• AIM OF THE TASK:
Output every entry exactly as written.

Point-per-instance localization data
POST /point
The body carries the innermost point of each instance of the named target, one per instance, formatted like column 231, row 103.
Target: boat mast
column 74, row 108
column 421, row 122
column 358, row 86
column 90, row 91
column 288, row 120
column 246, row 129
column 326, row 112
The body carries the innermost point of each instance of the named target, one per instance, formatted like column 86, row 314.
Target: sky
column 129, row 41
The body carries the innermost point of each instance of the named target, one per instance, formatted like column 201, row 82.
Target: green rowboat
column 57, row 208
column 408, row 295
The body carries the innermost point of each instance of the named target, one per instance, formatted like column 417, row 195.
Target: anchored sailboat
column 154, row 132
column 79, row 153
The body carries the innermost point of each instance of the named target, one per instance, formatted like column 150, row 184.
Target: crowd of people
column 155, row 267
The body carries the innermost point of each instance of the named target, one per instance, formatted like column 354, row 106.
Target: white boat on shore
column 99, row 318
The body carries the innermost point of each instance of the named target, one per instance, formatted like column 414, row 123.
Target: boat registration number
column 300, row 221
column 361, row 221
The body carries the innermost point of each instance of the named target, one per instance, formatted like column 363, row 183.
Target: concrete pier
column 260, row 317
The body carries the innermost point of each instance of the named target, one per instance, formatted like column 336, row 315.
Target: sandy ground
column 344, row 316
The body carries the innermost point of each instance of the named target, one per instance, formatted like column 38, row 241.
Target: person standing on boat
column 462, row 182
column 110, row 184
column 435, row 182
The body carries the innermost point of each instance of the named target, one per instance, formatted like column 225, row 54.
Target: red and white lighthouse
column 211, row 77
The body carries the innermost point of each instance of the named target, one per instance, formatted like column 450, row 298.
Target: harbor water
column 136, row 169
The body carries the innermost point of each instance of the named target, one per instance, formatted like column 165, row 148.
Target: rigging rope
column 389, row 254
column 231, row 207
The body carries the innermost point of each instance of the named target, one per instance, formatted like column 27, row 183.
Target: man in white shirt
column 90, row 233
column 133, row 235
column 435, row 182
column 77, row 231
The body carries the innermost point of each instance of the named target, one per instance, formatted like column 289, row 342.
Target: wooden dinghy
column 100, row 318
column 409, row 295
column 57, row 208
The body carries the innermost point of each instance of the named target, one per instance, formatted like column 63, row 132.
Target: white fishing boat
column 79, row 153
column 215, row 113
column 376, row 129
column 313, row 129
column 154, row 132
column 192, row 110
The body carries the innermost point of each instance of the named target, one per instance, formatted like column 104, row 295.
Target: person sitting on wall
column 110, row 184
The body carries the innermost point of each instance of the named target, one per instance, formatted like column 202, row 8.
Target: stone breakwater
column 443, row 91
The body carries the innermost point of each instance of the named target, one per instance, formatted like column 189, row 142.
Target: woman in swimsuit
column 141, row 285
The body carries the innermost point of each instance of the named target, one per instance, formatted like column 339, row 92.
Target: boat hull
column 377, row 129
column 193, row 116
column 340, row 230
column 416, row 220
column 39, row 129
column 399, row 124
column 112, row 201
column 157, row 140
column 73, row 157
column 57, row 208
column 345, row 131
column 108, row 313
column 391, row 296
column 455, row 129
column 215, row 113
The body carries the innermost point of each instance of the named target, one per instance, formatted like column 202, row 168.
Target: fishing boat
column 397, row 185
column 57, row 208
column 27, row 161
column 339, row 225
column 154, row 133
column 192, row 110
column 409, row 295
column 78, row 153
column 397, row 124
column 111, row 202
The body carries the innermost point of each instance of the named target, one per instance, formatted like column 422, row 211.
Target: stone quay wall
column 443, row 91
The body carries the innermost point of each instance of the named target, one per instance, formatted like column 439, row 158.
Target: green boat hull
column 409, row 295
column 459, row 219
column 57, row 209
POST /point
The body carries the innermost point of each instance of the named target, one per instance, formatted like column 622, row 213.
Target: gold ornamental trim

• EXERCISE RESPONSE:
POST /point
The body carries the innermost point of each instance of the named target, one per instance, formatted like column 231, row 103.
Target: boat mast
column 74, row 108
column 421, row 122
column 358, row 86
column 90, row 91
column 288, row 120
column 246, row 129
column 326, row 112
The body carries the innermost point of each instance of the named target, one per instance, formatted like column 86, row 314.
Target: sky
column 129, row 41
The body carries the innermost point of each instance of the named target, one per instance, formatted like column 201, row 82.
Target: green rowboat
column 57, row 208
column 408, row 295
The body carries the innermost point of each instance of the named target, one per instance, formatted like column 417, row 195.
Target: anchored sailboat
column 154, row 132
column 79, row 153
The body carries the innermost point of each instance of the named target, one per instance, formatted like column 150, row 184.
Target: crowd of people
column 155, row 267
The body carries the innermost point of each instance of the named target, one per instance, formatted like column 354, row 106.
Target: white boat on shore
column 99, row 318
The body carries the innermost point of each instance of the named target, one per instance, formatted like column 414, row 123.
Target: boat registration number
column 300, row 221
column 361, row 221
The body carries the innermost point of each instance of the named target, one per instance, formatted like column 363, row 183.
Target: concrete pier
column 260, row 317
The body carries the innermost point of each instance of the named target, one per instance, formatted like column 336, row 315.
Target: sandy ground
column 344, row 316
The body carries the innermost point of each instance of the named target, one per instance, formatted like column 38, row 241.
Target: person standing on boat
column 462, row 182
column 110, row 184
column 435, row 182
The body carries the innermost point of each instance of the named target, one per instance, formatted like column 225, row 54.
Target: red and white lighthouse
column 211, row 77
The body carries the innermost point of each instance of the named target, one per instance, formatted like column 450, row 298.
Target: harbor water
column 136, row 169
The body carries the innermost point of each instance of the named target, one per instance, formatted like column 165, row 148.
Target: rigging rope
column 389, row 254
column 231, row 207
The body carries the innermost point of each instance of the named target, one per instance, formatted like column 27, row 183.
Target: man in white shirt
column 90, row 233
column 133, row 235
column 435, row 182
column 77, row 231
The body carries the innermost point of each instance of the named target, one per instance, formatted like column 289, row 342.
Target: wooden dinghy
column 100, row 318
column 409, row 295
column 57, row 208
The body carries the innermost point of each instance of the named target, one per instance, formatted like column 63, row 132.
Target: white fishing boat
column 79, row 153
column 215, row 113
column 376, row 129
column 313, row 129
column 154, row 132
column 192, row 110
The body carries the innermost point of each instance of the named target, one per instance, formatted like column 104, row 295.
Target: person sitting on wall
column 110, row 184
The body carries the innermost point of each instance of the named target, one per instance, formatted like column 202, row 8.
Target: stone breakwater
column 443, row 91
The body carries the innermost point of each instance of the named target, one per instance, formatted like column 189, row 142.
Target: woman in swimsuit
column 141, row 285
The body carries the innermost point of each instance of the named target, one per instance, formatted like column 339, row 92.
Target: boat hull
column 377, row 129
column 193, row 116
column 340, row 230
column 416, row 220
column 39, row 129
column 399, row 124
column 112, row 201
column 157, row 140
column 73, row 157
column 57, row 208
column 345, row 131
column 108, row 313
column 391, row 296
column 455, row 129
column 215, row 113
The body carries the innermost point of each instance of the named target, one per instance, formatted like column 202, row 168.
Target: fishing boat
column 397, row 185
column 57, row 208
column 27, row 161
column 339, row 225
column 154, row 133
column 192, row 110
column 409, row 295
column 78, row 153
column 397, row 124
column 111, row 202
The body carries the innermost point of each instance of the named target, one per instance, formatted like column 422, row 211.
Target: stone quay wall
column 443, row 91
The body carries the innermost point of each instance of the named target, one per instance, formatted like column 439, row 158.
Target: green boat hull
column 409, row 295
column 459, row 219
column 57, row 209
POST /point
The body carries the innermost point of each instance of the named target, one per instance, formatted like column 622, row 213.
Target: gold ornamental trim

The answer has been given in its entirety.